Record excerpts
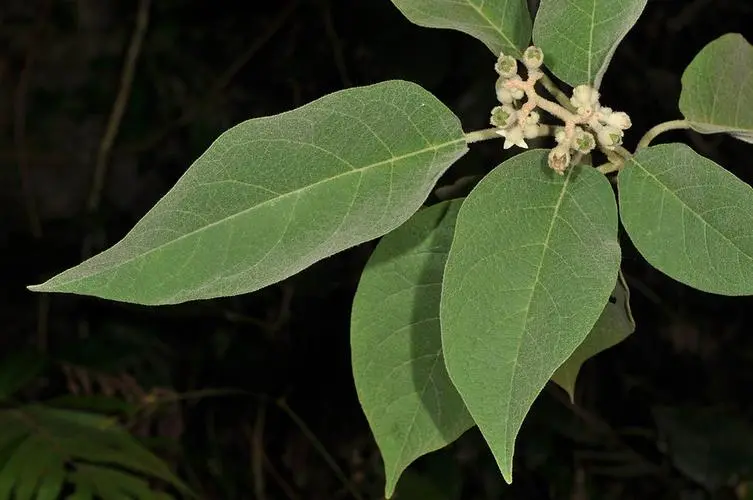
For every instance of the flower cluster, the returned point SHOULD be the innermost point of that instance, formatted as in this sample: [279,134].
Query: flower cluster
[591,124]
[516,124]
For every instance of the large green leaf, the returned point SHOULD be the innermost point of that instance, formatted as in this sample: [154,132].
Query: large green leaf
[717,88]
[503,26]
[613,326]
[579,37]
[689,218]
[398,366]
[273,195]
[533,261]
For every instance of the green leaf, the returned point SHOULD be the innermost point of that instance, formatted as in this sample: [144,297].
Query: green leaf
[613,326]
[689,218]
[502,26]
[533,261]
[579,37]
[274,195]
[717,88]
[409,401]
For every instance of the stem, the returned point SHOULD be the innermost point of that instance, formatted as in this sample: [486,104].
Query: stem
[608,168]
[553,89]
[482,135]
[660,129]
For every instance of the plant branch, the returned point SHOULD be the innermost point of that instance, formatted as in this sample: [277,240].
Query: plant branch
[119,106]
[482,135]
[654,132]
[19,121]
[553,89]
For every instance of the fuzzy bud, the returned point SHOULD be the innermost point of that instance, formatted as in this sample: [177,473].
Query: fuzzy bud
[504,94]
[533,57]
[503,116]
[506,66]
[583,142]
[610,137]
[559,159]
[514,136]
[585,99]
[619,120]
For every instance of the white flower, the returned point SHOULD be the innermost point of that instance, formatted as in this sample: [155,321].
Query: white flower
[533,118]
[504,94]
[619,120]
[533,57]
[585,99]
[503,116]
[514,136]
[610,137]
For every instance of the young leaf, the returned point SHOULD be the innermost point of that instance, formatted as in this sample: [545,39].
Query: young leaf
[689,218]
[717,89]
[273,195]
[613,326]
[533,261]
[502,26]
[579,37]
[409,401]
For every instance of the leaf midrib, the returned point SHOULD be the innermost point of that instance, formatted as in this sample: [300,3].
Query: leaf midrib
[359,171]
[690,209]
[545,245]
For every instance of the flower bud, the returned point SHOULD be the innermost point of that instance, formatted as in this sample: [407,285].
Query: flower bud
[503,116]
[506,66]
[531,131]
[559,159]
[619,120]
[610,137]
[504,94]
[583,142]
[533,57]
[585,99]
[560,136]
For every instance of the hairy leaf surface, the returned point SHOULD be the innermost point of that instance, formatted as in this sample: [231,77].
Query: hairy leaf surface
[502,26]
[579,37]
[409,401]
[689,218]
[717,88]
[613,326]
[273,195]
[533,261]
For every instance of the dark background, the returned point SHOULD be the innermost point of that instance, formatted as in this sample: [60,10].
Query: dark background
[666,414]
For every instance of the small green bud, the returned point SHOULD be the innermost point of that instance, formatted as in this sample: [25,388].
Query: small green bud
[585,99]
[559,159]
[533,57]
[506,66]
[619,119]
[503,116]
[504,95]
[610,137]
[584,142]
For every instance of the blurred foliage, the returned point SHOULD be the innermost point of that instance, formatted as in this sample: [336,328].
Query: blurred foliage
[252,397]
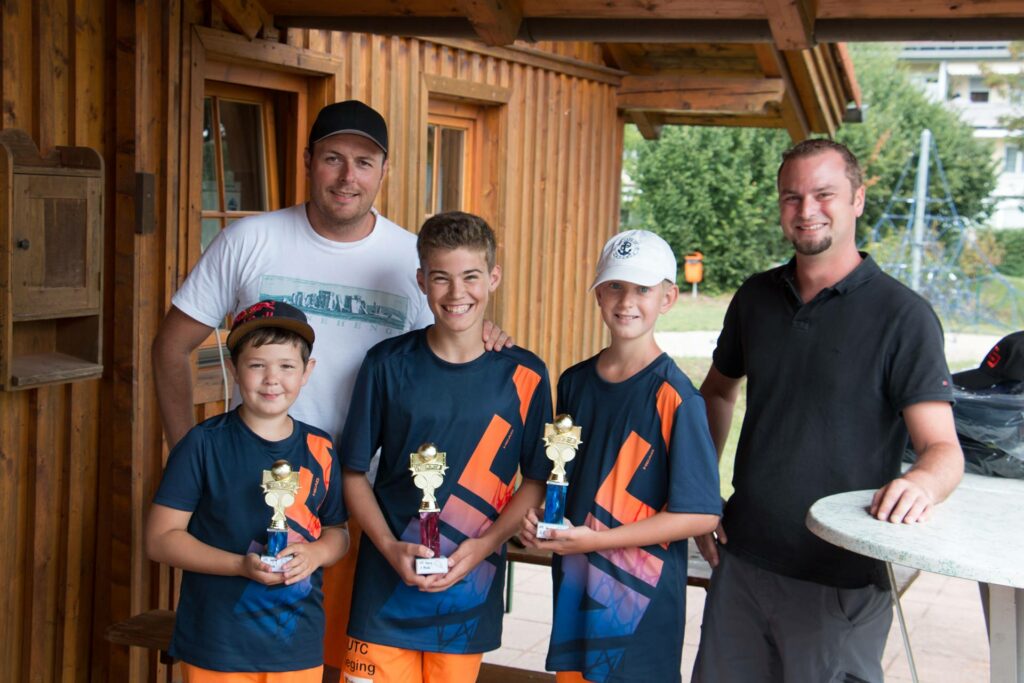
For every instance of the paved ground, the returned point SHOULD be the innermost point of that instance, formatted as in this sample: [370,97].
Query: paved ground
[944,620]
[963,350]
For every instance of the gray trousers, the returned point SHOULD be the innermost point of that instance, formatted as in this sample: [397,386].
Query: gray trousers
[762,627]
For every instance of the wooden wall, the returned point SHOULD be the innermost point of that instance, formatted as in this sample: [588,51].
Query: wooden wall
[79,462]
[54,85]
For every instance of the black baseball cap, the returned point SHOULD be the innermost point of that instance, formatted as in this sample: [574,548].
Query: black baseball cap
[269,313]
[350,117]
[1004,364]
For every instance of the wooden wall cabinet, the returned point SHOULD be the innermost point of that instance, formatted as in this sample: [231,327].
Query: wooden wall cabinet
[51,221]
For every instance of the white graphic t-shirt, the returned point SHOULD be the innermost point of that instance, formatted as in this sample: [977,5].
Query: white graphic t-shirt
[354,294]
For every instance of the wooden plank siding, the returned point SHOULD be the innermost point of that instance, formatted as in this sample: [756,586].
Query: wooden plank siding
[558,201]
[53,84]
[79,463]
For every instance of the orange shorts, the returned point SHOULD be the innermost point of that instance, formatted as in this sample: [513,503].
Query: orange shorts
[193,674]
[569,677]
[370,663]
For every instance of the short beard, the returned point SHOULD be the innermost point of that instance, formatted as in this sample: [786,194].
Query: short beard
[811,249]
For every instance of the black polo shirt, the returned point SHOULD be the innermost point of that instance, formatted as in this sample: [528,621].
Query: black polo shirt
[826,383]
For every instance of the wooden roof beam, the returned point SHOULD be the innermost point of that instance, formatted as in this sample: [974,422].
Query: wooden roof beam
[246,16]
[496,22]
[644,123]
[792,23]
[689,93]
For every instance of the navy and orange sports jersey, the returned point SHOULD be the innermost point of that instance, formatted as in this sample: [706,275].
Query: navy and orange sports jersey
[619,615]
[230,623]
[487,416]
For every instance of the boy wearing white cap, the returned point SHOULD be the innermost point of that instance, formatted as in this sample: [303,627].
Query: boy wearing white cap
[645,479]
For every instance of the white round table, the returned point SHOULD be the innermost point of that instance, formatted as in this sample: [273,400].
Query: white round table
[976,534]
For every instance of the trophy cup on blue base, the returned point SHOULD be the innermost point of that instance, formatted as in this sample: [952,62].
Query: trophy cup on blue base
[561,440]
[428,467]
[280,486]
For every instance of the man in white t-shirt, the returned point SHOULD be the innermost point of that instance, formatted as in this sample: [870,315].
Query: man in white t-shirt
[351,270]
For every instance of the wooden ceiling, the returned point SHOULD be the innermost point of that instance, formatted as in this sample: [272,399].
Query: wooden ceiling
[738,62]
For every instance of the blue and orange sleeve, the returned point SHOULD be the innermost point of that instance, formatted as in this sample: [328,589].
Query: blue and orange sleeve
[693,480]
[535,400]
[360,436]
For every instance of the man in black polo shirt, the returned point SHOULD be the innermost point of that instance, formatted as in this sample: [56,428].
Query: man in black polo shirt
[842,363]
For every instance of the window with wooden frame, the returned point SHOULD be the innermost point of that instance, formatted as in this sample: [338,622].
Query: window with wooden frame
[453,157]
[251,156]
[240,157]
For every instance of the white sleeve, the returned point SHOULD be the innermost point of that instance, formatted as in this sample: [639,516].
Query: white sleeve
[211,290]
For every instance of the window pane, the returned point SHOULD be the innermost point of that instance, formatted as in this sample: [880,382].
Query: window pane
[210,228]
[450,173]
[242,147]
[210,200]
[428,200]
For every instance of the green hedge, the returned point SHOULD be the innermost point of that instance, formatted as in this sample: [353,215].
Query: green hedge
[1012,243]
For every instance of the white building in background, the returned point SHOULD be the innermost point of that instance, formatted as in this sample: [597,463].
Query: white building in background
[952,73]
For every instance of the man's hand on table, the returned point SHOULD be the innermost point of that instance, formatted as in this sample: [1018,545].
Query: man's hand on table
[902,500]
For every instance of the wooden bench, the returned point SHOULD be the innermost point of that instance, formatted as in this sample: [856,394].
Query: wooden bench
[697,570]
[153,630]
==
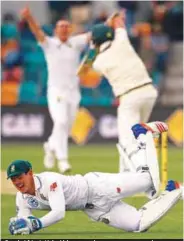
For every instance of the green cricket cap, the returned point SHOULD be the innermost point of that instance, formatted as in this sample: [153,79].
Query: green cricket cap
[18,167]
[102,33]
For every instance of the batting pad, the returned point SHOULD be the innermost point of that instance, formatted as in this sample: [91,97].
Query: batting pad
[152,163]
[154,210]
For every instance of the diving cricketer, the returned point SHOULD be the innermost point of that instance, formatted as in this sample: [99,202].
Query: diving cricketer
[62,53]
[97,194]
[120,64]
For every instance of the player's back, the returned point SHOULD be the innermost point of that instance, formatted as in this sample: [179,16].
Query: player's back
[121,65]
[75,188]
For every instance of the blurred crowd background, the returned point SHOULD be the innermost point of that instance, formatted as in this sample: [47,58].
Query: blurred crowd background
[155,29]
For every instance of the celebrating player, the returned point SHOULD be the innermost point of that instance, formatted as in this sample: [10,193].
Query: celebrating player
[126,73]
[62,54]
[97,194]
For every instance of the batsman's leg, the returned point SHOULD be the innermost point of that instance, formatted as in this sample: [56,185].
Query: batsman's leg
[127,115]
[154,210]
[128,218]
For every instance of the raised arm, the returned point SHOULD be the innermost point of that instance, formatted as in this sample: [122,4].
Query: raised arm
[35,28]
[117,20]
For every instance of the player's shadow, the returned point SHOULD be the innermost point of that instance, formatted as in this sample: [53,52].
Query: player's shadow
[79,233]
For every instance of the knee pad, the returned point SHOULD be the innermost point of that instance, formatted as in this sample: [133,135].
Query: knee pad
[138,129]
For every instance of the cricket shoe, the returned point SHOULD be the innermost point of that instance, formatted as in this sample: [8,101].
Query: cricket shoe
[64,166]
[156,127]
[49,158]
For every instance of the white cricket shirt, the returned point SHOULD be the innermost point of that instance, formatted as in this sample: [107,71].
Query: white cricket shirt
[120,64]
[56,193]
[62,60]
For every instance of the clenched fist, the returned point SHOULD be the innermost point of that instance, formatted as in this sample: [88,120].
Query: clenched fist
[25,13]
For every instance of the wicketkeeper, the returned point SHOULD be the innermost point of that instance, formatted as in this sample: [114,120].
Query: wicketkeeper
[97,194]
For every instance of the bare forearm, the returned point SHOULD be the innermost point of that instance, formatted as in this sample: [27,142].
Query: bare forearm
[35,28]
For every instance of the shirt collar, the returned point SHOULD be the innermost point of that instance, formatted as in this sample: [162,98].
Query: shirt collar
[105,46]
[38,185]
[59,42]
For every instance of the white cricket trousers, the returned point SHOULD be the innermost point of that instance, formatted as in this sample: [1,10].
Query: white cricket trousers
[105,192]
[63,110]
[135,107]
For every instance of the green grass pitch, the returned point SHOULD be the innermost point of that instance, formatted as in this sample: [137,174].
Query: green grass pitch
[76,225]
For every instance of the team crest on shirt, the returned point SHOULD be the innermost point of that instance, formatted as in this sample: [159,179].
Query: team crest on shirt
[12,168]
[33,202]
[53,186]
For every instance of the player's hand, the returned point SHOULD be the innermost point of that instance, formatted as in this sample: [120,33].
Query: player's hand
--
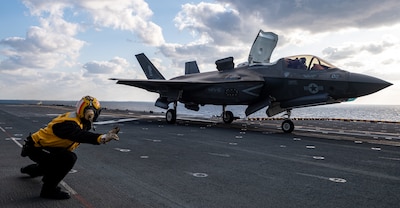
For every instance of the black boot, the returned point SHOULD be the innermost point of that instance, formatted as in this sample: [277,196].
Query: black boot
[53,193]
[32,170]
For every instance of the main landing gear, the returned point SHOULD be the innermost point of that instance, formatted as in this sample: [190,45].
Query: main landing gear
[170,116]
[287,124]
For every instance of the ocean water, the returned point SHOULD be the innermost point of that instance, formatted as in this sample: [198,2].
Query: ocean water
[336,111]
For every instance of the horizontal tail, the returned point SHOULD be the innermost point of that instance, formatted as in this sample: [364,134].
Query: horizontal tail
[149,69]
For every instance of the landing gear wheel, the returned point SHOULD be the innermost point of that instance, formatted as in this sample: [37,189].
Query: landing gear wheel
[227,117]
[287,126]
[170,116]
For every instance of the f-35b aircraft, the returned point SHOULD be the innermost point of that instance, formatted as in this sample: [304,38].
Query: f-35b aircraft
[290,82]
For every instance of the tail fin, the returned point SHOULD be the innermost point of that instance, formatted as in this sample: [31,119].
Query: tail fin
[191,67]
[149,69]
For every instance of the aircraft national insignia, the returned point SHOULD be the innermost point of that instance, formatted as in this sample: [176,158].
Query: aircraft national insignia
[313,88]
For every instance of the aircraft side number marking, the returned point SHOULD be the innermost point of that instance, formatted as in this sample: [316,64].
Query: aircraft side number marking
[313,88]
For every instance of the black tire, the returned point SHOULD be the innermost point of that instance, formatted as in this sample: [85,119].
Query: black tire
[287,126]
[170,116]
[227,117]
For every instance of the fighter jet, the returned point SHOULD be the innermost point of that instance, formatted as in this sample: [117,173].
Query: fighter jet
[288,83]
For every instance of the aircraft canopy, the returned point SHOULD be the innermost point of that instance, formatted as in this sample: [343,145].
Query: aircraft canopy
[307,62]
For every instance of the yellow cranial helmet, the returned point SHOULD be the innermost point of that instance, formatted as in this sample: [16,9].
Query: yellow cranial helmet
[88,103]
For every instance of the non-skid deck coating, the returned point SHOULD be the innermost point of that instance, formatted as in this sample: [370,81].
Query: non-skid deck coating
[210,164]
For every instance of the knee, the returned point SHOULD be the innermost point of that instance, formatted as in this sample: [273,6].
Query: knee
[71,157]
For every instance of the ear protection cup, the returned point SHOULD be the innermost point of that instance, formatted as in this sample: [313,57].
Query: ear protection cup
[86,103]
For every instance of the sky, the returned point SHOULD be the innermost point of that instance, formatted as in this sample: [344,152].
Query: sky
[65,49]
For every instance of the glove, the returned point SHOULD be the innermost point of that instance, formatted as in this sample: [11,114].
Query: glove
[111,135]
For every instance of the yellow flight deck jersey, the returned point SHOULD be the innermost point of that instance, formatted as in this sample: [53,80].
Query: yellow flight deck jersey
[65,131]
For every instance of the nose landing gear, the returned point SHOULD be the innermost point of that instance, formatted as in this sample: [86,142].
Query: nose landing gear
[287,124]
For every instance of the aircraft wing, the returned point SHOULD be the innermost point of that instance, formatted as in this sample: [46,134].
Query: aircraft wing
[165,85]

Task prompt
How many lines of the listing above contain the word "diving"? Reply with the number alone.

Exercise response
2